(Detection examples)
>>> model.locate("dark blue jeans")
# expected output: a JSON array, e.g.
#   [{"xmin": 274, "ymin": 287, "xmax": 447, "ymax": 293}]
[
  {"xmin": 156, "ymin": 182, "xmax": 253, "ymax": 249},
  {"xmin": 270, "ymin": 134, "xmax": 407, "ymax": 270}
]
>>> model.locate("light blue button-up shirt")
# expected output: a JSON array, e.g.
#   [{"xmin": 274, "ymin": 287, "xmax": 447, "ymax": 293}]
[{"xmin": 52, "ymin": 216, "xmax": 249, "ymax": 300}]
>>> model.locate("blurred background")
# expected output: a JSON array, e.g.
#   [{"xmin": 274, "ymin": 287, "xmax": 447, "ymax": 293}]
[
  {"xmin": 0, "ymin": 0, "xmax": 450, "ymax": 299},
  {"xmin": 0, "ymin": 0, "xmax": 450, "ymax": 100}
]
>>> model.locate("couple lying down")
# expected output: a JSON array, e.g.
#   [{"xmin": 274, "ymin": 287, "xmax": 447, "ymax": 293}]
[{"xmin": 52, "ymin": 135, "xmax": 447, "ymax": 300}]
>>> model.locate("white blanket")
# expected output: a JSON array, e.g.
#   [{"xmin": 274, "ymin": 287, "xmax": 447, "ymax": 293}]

Description of the task>
Change each "expected output" in the lines above to "required output" and reproduce all of the lines with nothing else altered.

Complete answer>
>>> model.locate("dark blue jeans")
# required output: a JSON array, e.g.
#   [{"xmin": 274, "ymin": 287, "xmax": 447, "ymax": 293}]
[
  {"xmin": 156, "ymin": 182, "xmax": 253, "ymax": 249},
  {"xmin": 270, "ymin": 134, "xmax": 407, "ymax": 270}
]
>>> model.locate("light blue button-up shirt")
# required output: a JSON array, e.g.
#   [{"xmin": 274, "ymin": 287, "xmax": 447, "ymax": 293}]
[{"xmin": 52, "ymin": 216, "xmax": 249, "ymax": 300}]
>>> model.locate("blurred background")
# required output: a JSON array, e.g.
#   [{"xmin": 274, "ymin": 287, "xmax": 447, "ymax": 293}]
[
  {"xmin": 0, "ymin": 0, "xmax": 450, "ymax": 299},
  {"xmin": 0, "ymin": 0, "xmax": 450, "ymax": 100}
]
>>> model.locate("couple lying down")
# required output: a JSON array, e.g.
#   [{"xmin": 274, "ymin": 287, "xmax": 447, "ymax": 293}]
[{"xmin": 52, "ymin": 135, "xmax": 447, "ymax": 300}]
>>> model.locate("white blanket")
# required output: a JSON array, e.g.
#   [{"xmin": 274, "ymin": 287, "xmax": 447, "ymax": 293}]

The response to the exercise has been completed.